- Opening Delimiter -
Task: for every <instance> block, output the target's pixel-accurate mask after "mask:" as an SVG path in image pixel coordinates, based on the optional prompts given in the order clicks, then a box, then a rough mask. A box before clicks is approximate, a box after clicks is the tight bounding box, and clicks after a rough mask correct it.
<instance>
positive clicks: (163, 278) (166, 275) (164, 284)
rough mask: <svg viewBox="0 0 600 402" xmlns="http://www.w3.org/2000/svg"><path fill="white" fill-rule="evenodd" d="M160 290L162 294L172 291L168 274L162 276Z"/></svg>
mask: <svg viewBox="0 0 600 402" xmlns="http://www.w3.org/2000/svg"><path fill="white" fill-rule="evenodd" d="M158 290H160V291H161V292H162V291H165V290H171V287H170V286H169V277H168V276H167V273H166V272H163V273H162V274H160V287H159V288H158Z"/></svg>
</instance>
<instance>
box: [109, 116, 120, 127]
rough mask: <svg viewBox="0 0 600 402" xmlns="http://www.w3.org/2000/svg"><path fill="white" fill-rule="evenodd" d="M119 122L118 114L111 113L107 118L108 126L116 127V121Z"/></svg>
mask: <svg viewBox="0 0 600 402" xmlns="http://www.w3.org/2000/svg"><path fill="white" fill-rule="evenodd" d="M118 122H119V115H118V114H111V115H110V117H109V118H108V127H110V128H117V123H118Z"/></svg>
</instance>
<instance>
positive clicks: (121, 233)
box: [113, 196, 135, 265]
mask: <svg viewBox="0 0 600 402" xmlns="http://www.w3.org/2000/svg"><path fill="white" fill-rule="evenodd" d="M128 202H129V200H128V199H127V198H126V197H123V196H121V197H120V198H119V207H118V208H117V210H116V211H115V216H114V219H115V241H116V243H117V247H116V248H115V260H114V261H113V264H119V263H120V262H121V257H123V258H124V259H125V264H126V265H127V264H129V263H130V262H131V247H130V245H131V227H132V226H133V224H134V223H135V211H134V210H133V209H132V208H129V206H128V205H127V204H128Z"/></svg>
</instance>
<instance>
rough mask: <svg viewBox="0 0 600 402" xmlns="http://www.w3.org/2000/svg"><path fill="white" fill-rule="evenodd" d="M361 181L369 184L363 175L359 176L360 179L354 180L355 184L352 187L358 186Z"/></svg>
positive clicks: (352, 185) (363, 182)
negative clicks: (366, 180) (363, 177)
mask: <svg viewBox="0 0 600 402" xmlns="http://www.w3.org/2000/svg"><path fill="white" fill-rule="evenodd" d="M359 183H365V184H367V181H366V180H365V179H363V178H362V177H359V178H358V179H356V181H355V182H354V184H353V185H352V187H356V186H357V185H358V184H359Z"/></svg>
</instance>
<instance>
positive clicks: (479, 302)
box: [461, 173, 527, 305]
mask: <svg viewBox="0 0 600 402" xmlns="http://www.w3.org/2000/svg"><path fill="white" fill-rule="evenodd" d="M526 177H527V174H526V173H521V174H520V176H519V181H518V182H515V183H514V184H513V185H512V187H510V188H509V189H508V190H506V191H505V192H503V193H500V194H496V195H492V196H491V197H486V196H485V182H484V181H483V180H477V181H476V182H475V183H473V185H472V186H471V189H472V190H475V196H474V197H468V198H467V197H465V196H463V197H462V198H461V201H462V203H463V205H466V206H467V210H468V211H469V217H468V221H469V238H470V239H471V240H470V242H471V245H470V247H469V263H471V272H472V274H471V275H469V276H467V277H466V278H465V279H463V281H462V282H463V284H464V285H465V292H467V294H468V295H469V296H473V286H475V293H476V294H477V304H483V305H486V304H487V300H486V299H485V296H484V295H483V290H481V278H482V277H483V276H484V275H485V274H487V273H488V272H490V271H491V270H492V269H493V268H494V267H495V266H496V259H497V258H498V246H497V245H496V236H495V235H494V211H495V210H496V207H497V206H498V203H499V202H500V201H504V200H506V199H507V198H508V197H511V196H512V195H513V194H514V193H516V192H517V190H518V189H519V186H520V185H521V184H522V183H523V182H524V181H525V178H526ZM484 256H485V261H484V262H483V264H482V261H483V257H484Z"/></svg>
- Closing Delimiter -
**Task objective**
Retype every one of the records above, reproducing each line character for character.

**Answer for this exercise**
Task: for every <instance> block, output the target's pixel-accurate mask after "mask:" as an SVG path in image pixel coordinates, based on the optional prompts given in the order clicks, then a box, then a rough mask. A box before clicks is approximate, a box after clicks is the tight bounding box, and clicks after a rough mask correct it.
<instance>
positive clicks: (163, 278) (166, 275) (164, 284)
rough mask: <svg viewBox="0 0 600 402" xmlns="http://www.w3.org/2000/svg"><path fill="white" fill-rule="evenodd" d="M160 290L162 294L172 291L168 274L162 276Z"/></svg>
mask: <svg viewBox="0 0 600 402" xmlns="http://www.w3.org/2000/svg"><path fill="white" fill-rule="evenodd" d="M158 290H160V291H161V292H162V291H165V290H171V287H170V286H169V277H168V276H167V273H166V272H163V273H162V274H160V287H159V288H158Z"/></svg>
</instance>
<instance>
box: [109, 116, 120, 127]
rough mask: <svg viewBox="0 0 600 402" xmlns="http://www.w3.org/2000/svg"><path fill="white" fill-rule="evenodd" d="M119 122L118 114L111 113L107 118L108 126L116 127V121Z"/></svg>
mask: <svg viewBox="0 0 600 402" xmlns="http://www.w3.org/2000/svg"><path fill="white" fill-rule="evenodd" d="M118 122H119V115H118V114H111V115H110V117H109V118H108V127H110V128H117V123H118Z"/></svg>
</instance>
<instance>
positive clicks: (121, 233)
box: [113, 196, 135, 265]
mask: <svg viewBox="0 0 600 402" xmlns="http://www.w3.org/2000/svg"><path fill="white" fill-rule="evenodd" d="M128 202H129V200H128V199H127V198H126V197H123V196H121V197H120V198H119V207H118V208H117V210H116V211H115V216H114V219H115V241H116V243H117V247H116V248H115V260H114V261H113V264H119V263H120V262H121V257H123V258H124V259H125V264H126V265H127V264H129V263H130V262H131V247H130V245H131V227H132V226H133V224H134V223H135V211H134V210H133V209H132V208H129V206H128V205H127V204H128Z"/></svg>
</instance>
<instance>
rough mask: <svg viewBox="0 0 600 402" xmlns="http://www.w3.org/2000/svg"><path fill="white" fill-rule="evenodd" d="M361 181L369 184L363 175L359 176L360 179L354 180L355 184L352 187L358 186Z"/></svg>
positive clicks: (352, 185) (363, 182)
negative clicks: (366, 180) (363, 177)
mask: <svg viewBox="0 0 600 402" xmlns="http://www.w3.org/2000/svg"><path fill="white" fill-rule="evenodd" d="M359 183H365V184H367V181H366V180H365V179H363V178H362V177H359V178H358V179H356V181H355V182H354V184H353V185H352V187H356V186H357V185H358V184H359Z"/></svg>
</instance>
<instance>
positive clicks: (479, 302)
box: [461, 173, 527, 305]
mask: <svg viewBox="0 0 600 402" xmlns="http://www.w3.org/2000/svg"><path fill="white" fill-rule="evenodd" d="M526 177H527V174H526V173H521V174H520V176H519V181H518V182H515V183H514V184H513V185H512V187H510V188H509V189H508V190H506V191H505V192H503V193H500V194H496V195H492V196H491V197H486V196H485V182H484V181H483V180H477V181H476V182H475V183H473V185H472V186H471V189H472V190H475V196H474V197H468V198H467V197H465V196H463V197H462V198H461V201H462V203H463V205H466V206H467V210H468V211H469V217H468V221H469V238H470V239H471V240H470V242H471V245H470V247H469V263H471V272H472V274H471V275H469V276H467V277H466V278H465V279H463V281H462V282H463V284H464V285H465V292H467V294H468V295H469V296H473V286H475V293H476V294H477V304H483V305H486V304H487V300H486V299H485V296H484V295H483V290H481V278H482V277H483V276H484V275H485V274H487V273H488V272H490V271H491V270H492V269H493V268H494V267H495V266H496V259H497V258H498V246H497V245H496V236H495V235H494V211H495V210H496V207H497V206H498V203H499V202H500V201H504V200H506V199H507V198H508V197H511V196H512V195H513V194H514V193H516V192H517V190H518V189H519V186H520V185H521V184H522V183H523V182H524V181H525V178H526ZM484 256H485V261H484V262H483V264H482V261H483V257H484Z"/></svg>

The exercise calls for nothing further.